- Work request 1: From the text on vermiculture in aquaculture, translate this sentence into Spanish: "Fish meal is the main protein component of fish feed."
- Work request 2: Carry on the text on vermiculture in aquaculture from its last sentence, adding the next part.

Applications of vermiculture and vermicomposting in aquaculture

The most common method of solid waste disposal is land spreading which causes pollution of soil as well as surface and ground water resulting in mortality of aquatic organisms. Vermicomposting of wastes controls the pollution of soil and water, thus ensures the survivality and growth of fish, prawn and other aquatic organisms. The application of vermicastings which is a high grade organic fertilizer, to the aquaculture ponds reduces the input cost making the aquaculture production process more profitable and it also helps in controlling the harmful effects of chemical fertilizer application. Deolalikar and Mitra (1996) have used vermicompost prepared from paper mill solid waste for fertilizing aquacultural tanks and found an increase in net primary productivity from 32.08 to 220.83 mgC/m /h. Vermicompost application also showed better growth of rohu fish (Labeo rohita) when compared with other commercially available organic manures (Deolalikar and Mitra, 1997). There is an increasing demand for protein-rich raw materials in fish and other animal feed industry. Fish meal is the main protein component of fish feed. Earthworm is generally used as bait by the anglers. But large scale vermiculture has the potential of supplying earthworm meal as a substitute of fish meal. The earthworm meal contains all the essential amino acids required in fish feed. The methionine and lysine availability are higher than that of fish meal.

Stored data entries
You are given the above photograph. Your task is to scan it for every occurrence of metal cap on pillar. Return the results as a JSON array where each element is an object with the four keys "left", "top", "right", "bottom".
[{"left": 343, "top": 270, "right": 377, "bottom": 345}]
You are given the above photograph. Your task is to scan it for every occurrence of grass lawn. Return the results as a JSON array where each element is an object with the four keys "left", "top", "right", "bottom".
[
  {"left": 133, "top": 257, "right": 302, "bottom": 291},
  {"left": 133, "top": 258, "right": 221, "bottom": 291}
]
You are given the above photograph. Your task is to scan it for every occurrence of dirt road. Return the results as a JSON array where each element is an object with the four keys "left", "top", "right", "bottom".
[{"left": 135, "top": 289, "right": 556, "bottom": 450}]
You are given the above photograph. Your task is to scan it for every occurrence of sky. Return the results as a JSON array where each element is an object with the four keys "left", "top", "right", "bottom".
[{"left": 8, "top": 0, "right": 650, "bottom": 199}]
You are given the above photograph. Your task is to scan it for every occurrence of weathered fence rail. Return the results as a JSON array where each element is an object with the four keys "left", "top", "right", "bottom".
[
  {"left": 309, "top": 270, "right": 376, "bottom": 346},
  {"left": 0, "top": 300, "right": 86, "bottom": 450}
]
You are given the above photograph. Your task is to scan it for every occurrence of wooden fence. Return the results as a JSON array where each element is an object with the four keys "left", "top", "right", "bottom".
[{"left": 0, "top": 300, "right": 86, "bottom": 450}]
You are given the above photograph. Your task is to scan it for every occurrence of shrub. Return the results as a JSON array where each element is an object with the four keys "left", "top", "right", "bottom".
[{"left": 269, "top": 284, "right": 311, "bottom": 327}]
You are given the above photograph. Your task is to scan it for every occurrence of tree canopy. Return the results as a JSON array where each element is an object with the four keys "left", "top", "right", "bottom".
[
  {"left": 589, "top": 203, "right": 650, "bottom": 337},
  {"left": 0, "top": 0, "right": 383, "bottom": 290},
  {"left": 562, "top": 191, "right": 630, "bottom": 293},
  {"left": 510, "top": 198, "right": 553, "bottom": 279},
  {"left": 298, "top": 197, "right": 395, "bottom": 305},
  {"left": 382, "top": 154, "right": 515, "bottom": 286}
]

- Written answer 1: La harina de pescado es el principal componente proteico del alimento para peces.

- Written answer 2:
The chemical compositions of earthworm, Eisenia foetida and two other protein sources are compared in the table below (values expresed as a dry matter basis, expressed in %):

Composition Earthworm meal Fish meal Blood meal

Protein 67.68 66.00 80.00

Fat 5.15 8.00 1.50

Fibre 0.71 1.00 1.00

Phosphorous 0.88 2.40 0.25

Calcium 0.55 4.00 0.30

(Source : Reinecke and Alberts, 1987)

Vermicomposting technology is applicable to the rural as well as the urban society. It not only helps in commercial aquafarming but also acts as a convenient source of earthworm for growing ornamental fishes in aquarium. Thus vermicomposting can be included as a component of sustainable life-style. Application of vermiculture and vermicomposting in aquaculture is ecofriendly and bioethically acceptable.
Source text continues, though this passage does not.